START Passage for review
We found a higher prevalence of vitamin D deficiency in inpatients (63.9%) than those of outpatients (45.6%) in the nephrology department during early winter season (P<0,05). However, in logistic regression analysis being female gender, not having vitamin D replacement previously, low serum albumin, and low BUN levels were significant independent predictors of vitamin D deficiency, while we were unable to demonstrate any relationship with vitamin D deficiency and presence of diabetes mellitus, serum creatinine, eGFR, and being hospitalized.
In our department we follow a vitamin D supplementation protocol which is similar to that recommended by K/DOQI guidelines [16] except cholecalciferol usage. If serum level of 25(OH)D <5 ng/mL (12.5 nM/L), we prescribe 50000 IU of vitamin D3 (cholecalciferol)/week orally/12 weeks and then monthly for six months. If serum level of 25(OH)D is between 5 and 15 ng/mL (12.5–37.4 nM/L), we prescribe 50000 IU of vitamin D3 (cholecalciferol)/weekly orally/4 weeks and then monthly for six months.
Of all patients, 55.7% were supplemented with vitamin D previously during followup in our nephrology unit. Vitamin D supplementation history was more common in outpatients. Vitamin D deficiency was less common in patients supplemented with cholecalciferol previously; even vitamin D deficiency was also found among patients supplemented with cholecalciferol during followup. However, we do not have any information on compliance with vitamin D supplements.
In a retrospective study of 88 patients with CKD stages 1–5 and baseline 25-hydroxyvitamin D level <30 ng/mL (<75 nM/L) performed by Qunibi et al. [20] treatment with ergocalciferol as recommended by K/DOQI guidelines managed to achieve in only 25% > or =30 ng/mL (75 nmol/L). These authors reported that current K/DOQI guidelines are inadequate for correcting vitamin D deficiency in CKD patients and recommended to monitor serum 25(OH)D levels regularly and to give appropriate vitamin D supplementation in order to achieve normal vitamin D status. It seems that our findings are consistent with those of Qunibi et al.
In our study during fall vitamin D deficiency was more common among women (69.3% versus 43.5%); even percentage of the women supplemented with cholecalciferol previously was similar to that of men. In another a cross-sectional study from Turkey Hatun et al. [21] demonstrated that vitamin D insufficiency (43.8%) and deficiency (21%) are common among Turkish adolescent girls at the end of the winter (in April). This finding is more striking in girls who wear concealing clothing, and they did not improve significantly during the summer, whereas the vitamin D status of girls in the other groups did.
END Passage for review
START Data shown
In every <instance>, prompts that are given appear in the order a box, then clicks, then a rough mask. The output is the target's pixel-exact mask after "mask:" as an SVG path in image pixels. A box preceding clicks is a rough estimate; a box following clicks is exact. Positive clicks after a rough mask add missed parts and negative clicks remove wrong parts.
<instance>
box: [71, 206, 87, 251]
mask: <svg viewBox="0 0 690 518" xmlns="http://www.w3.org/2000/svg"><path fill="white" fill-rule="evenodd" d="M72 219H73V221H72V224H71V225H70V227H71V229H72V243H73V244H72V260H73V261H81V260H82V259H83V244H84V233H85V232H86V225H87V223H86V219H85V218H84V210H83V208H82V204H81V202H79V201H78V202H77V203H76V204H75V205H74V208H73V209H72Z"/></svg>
END Data shown
» **Task instructions**:
1. In the vitamin D passage, transcribe the words starting with "In our department" and going on through "orally/4 weeks and then monthly for six months.".
2. Answer these questions from the vitamin D passage:
(a) What prevalence of vitamin D deficiency was found in inpatients?
(b) What percentage of all patients had been supplemented with vitamin D earlier, during follow-up in the nephrology unit?
(c) How many patients were in the retrospective study by Qunibi et al.?
Work only from the text on vitamin D deficiency. Leave the listing aside.

» **Outputs in order**:
1.
In our department we follow a vitamin D supplementation protocol which is similar to that recommended by K/DOQI guidelines [16] except cholecalciferol usage. If serum level of 25(OH)D <5 ng/mL (12.5 nM/L), we prescribe 50000 IU of vitamin D3 (cholecalciferol)/week orally/12 weeks and then monthly for six months. If serum level of 25(OH)D is between 5 and 15 ng/mL (12.5–37.4 nM/L), we prescribe 50000 IU of vitamin D3 (cholecalciferol)/weekly orally/4 weeks and then monthly for six months.

2.
(a) 63.9%
(b) 55.7%
(c) 88